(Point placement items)

◆ ◆ ◆ ◆ ◆

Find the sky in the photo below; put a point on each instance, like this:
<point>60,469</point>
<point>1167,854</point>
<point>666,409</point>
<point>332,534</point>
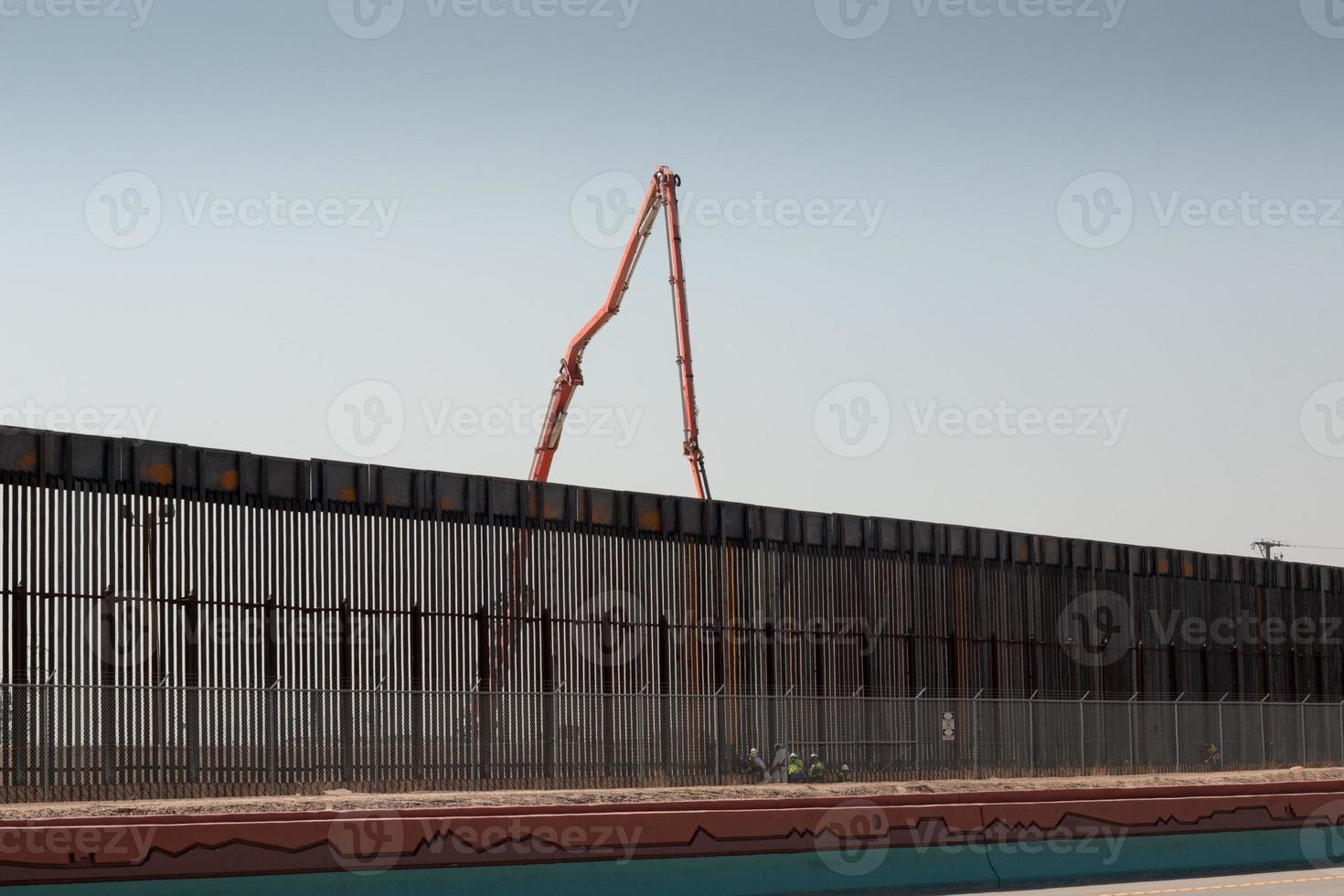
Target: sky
<point>1060,266</point>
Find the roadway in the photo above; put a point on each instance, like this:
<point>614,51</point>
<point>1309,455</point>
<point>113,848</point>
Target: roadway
<point>1306,883</point>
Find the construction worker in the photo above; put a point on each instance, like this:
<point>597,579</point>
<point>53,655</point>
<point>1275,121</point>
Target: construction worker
<point>755,766</point>
<point>778,767</point>
<point>1212,759</point>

◆ ◆ ◆ ◆ ◆

WHAT YOU NEED TO DO
Write out all the items above again, substituting "place a point on" for every occurrence of "put a point on" and keeping everything else the same. Omit the pictures.

EXERCISE SOLUTION
Find the sky in the photo below; place a point on each instance, like this:
<point>60,469</point>
<point>1167,854</point>
<point>666,409</point>
<point>332,534</point>
Target: sky
<point>1060,266</point>
Find the roadway in the photo above; place a point on each instance, like this:
<point>614,51</point>
<point>1309,455</point>
<point>113,848</point>
Target: roadway
<point>1306,883</point>
Find the construction worker in the photo above; place a point on each instance, like this:
<point>597,579</point>
<point>53,655</point>
<point>1275,121</point>
Target: construction worker
<point>755,766</point>
<point>778,767</point>
<point>1212,759</point>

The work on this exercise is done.